» DOCUMENT:
Use the code below to generate a synthetic provider dataset. Use a 4XL Snowpark-optimized warehouse for 100M dataset size, or choose a smaller data set size (for example, 10M). Data generation can take a few minutes.

In [None]:
USE ROLE ACCOUNTADMIN;
CREATE DATABASE IF NOT EXISTS SAMOOHA_SAMPLE_LOOKALIKE_DATABASE;

In [None]:
import pandas as pd
import numpy as np
from sklearn.datasets import make_classification
from snowflake.snowpark.context import get_active_session

DATABASE_NAME = "SAMOOHA_SAMPLE_LOOKALIKE_DATABASE"
SCHEMA_NAME = "PUBLIC"
TABLE_NAME = "CUSTOMERS"

PROVIDER_SIZE = 100000000

def generate_dcr_datasets(n_features: int = 20, provider_size_count: int = PROVIDER_SIZE):
    X, Y = make_classification(flip_y=0.13, n_samples=provider_size_count, n_features=n_features, n_redundant=0, random_state=1,
                               **{"n_informative": 1, "n_clusters_per_class": 1, "n_classes": 2})
    provider_df = pd.concat([pd.DataFrame(X), pd.DataFrame(Y)], axis=1)
    
    column_name_list = ['FEATURE_' + str(i) for i in range(n_features)] + ['TARGET']
    provider_df.columns = column_name_list
    provider_df['EMAIL'] = provider_df.reset_index()['index'].apply(lambda x:f"email_{x}@fakecorp.com")
    provider_df.drop(columns=['TARGET'], inplace=True)
    return provider_df

provider_df = generate_dcr_datasets()
session = get_active_session()

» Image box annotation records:

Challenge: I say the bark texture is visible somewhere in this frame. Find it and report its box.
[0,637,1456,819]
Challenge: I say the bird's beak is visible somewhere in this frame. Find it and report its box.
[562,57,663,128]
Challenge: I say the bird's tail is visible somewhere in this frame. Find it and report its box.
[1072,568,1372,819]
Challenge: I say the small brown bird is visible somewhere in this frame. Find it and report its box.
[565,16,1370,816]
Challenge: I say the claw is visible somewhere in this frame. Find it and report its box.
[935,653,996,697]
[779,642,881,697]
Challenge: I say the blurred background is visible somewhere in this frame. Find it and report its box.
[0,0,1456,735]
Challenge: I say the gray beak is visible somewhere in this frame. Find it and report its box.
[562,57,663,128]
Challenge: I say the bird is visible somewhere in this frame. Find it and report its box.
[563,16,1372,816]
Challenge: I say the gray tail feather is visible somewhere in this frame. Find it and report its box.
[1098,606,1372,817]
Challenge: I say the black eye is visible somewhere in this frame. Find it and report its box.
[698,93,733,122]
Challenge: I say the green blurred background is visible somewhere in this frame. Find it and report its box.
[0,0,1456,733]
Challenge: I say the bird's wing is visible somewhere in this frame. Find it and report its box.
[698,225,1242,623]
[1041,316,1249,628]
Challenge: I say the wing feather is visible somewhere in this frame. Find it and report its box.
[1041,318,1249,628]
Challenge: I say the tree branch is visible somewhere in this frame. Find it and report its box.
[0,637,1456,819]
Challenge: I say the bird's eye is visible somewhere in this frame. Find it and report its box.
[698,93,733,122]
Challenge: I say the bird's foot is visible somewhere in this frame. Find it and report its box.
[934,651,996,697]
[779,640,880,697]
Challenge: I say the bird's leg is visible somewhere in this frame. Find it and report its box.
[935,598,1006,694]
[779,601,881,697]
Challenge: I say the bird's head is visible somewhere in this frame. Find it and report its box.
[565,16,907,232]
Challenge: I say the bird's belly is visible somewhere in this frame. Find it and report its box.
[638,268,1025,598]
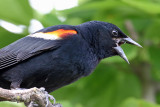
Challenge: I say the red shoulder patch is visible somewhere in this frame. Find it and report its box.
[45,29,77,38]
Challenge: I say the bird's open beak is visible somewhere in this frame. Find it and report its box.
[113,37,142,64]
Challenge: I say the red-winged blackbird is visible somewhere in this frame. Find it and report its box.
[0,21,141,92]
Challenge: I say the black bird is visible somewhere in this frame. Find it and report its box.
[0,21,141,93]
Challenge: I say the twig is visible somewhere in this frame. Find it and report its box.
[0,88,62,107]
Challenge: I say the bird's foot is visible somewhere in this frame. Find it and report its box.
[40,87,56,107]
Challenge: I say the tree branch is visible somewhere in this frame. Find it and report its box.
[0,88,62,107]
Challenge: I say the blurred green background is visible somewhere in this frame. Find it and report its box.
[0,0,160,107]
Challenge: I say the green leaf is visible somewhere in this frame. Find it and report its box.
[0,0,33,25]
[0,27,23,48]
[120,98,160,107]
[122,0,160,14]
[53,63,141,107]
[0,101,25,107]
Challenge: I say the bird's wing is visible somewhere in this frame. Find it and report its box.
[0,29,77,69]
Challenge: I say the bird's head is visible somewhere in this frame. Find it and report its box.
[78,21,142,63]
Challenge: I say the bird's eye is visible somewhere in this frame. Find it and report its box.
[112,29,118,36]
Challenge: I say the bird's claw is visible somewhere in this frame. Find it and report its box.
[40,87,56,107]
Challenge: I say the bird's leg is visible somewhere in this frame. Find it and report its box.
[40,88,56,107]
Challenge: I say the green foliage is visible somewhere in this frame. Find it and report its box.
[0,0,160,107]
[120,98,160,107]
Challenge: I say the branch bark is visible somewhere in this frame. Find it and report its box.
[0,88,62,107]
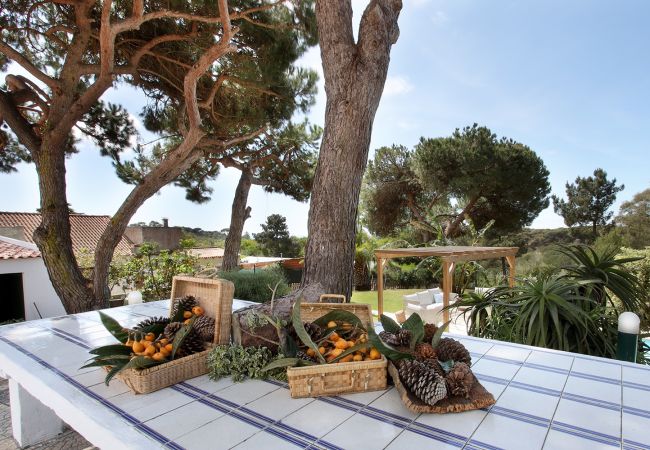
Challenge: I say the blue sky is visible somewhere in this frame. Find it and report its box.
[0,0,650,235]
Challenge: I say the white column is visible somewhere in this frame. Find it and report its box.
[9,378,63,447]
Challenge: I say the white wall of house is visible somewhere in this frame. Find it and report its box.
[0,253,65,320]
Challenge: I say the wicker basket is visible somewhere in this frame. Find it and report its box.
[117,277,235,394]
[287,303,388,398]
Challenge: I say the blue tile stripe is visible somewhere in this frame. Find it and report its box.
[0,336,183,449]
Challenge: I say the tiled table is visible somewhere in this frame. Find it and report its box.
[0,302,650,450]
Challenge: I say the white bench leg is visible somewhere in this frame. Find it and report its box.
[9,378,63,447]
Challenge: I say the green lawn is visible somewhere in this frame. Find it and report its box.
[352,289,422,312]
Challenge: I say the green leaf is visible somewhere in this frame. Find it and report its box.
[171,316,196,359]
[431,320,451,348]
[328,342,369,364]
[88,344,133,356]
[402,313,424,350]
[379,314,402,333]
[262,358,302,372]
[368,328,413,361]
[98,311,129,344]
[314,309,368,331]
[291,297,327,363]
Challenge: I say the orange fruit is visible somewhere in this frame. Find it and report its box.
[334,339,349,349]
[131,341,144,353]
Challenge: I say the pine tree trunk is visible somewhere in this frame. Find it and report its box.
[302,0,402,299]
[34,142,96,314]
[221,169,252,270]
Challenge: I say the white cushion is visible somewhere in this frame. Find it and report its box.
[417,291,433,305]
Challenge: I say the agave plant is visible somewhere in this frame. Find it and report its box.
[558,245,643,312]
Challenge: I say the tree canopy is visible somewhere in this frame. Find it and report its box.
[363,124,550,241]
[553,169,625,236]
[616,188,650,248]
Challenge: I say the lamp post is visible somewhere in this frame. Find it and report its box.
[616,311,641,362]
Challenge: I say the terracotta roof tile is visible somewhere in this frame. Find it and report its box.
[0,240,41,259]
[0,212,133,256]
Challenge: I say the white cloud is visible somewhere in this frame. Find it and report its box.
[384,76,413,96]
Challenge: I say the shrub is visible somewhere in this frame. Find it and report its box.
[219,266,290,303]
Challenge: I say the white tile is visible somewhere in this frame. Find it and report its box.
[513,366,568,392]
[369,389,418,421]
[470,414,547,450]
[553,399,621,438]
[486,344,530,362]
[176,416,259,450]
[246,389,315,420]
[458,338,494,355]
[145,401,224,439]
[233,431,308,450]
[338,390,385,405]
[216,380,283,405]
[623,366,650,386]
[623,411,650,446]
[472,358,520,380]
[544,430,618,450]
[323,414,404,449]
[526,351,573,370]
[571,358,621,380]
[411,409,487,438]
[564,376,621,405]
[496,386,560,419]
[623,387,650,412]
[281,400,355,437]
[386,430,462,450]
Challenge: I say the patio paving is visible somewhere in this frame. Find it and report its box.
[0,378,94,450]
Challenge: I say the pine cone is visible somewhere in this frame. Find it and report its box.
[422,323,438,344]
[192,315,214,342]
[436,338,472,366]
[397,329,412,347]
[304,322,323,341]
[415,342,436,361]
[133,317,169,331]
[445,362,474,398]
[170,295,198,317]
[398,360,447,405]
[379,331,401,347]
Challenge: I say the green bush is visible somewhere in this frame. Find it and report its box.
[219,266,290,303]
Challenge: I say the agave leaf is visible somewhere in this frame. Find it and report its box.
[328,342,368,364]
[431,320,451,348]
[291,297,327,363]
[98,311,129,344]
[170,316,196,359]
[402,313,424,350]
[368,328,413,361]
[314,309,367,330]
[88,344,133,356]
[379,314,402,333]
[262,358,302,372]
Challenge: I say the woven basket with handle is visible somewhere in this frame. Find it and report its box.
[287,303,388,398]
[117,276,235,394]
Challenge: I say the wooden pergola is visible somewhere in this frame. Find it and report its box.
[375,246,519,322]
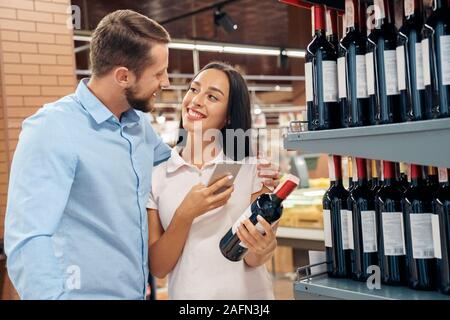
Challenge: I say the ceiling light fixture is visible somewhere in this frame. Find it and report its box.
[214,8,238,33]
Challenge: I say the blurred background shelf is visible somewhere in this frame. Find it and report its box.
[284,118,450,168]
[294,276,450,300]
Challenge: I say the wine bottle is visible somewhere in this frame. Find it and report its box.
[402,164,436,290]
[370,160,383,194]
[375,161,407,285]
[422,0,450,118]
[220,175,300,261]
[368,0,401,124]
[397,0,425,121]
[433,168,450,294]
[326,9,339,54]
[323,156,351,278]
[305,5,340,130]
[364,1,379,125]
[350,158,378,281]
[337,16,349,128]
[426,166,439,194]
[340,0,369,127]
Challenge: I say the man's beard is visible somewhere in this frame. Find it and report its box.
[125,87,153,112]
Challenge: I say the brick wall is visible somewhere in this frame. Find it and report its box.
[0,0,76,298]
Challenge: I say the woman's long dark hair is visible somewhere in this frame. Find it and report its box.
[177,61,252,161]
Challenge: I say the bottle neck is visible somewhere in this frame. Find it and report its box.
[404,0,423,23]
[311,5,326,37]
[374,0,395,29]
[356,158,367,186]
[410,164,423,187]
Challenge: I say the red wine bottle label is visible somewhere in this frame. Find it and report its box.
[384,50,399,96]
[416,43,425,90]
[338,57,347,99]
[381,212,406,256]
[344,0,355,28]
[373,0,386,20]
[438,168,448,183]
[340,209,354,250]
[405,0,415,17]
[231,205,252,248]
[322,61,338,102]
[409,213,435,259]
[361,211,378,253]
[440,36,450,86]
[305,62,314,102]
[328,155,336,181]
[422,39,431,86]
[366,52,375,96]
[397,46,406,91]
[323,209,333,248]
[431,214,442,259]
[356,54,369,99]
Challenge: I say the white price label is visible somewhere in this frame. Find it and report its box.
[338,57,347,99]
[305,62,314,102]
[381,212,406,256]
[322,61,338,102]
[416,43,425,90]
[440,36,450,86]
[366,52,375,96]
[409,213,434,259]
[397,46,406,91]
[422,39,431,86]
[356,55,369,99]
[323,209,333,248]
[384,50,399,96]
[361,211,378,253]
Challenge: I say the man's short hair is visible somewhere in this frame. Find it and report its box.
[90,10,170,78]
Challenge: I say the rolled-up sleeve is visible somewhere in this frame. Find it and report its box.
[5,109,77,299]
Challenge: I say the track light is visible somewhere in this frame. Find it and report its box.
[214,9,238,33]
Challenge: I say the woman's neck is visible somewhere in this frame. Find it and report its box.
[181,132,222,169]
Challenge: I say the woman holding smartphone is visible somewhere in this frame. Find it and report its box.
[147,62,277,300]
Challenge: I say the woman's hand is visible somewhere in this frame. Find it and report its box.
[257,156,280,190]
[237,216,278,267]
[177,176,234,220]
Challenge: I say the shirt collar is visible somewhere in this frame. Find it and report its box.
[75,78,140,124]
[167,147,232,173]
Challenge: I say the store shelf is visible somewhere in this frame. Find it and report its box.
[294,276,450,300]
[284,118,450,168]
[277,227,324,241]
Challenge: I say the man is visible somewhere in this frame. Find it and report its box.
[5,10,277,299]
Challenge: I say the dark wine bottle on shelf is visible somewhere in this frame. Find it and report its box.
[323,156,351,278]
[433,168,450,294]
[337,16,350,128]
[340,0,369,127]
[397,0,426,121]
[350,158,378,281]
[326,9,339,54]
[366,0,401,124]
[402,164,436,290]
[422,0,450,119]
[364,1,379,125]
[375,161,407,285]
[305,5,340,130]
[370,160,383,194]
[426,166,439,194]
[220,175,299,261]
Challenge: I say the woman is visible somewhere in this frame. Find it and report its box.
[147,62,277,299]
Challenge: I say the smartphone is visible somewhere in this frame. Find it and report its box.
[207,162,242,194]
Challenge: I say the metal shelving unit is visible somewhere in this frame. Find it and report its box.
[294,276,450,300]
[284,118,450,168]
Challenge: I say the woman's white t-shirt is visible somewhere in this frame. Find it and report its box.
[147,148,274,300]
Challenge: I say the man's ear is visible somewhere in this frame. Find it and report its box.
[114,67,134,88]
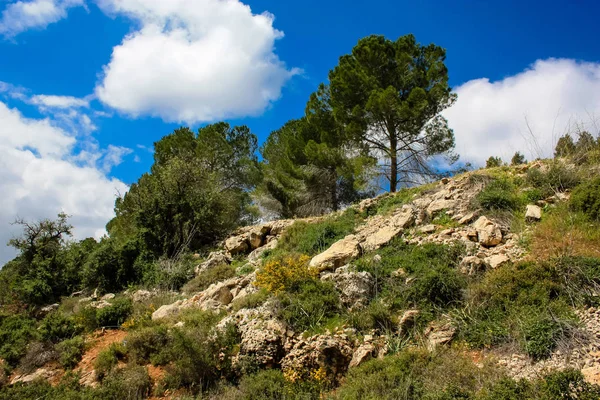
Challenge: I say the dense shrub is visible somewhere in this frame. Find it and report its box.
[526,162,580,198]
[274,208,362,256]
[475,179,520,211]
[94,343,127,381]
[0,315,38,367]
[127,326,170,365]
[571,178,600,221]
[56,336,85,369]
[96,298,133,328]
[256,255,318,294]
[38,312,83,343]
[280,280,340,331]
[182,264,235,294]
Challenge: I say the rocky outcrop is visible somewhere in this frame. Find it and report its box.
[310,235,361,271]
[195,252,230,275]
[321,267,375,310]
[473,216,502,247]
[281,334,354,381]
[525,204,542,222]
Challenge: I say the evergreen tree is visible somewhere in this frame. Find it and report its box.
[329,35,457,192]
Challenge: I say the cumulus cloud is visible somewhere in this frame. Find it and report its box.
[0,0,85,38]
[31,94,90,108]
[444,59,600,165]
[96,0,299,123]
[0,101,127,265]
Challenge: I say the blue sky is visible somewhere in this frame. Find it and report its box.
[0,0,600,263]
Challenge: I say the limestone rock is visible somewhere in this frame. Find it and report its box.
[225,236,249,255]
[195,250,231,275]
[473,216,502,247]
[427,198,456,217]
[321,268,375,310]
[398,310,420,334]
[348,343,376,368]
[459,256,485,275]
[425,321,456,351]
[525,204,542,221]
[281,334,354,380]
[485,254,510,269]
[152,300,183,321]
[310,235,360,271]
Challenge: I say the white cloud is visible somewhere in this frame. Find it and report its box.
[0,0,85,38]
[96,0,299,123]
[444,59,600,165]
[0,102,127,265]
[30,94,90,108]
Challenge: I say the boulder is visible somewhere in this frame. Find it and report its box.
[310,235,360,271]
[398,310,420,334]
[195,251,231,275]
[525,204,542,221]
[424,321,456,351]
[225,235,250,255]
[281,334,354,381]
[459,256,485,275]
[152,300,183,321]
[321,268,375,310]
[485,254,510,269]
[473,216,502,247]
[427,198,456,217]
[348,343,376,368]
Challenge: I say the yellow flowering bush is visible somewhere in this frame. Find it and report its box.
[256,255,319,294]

» AIM OF THE TASK: Reproduce the dataset generation text starting at "PROVIDER_SIZE = 100000000" and ending at "pd.concat([pd.DataFrame(X), pd.DataFrame(Y)], axis=1)". The records are separate material from the dataset generation text.

» WRITTEN RESPONSE:
PROVIDER_SIZE = 100000000

def generate_dcr_datasets(n_features: int = 20, provider_size_count: int = PROVIDER_SIZE):
    X, Y = make_classification(flip_y=0.13, n_samples=provider_size_count, n_features=n_features, n_redundant=0, random_state=1,
                               **{"n_informative": 1, "n_clusters_per_class": 1, "n_classes": 2})
    provider_df = pd.concat([pd.DataFrame(X), pd.DataFrame(Y)], axis=1)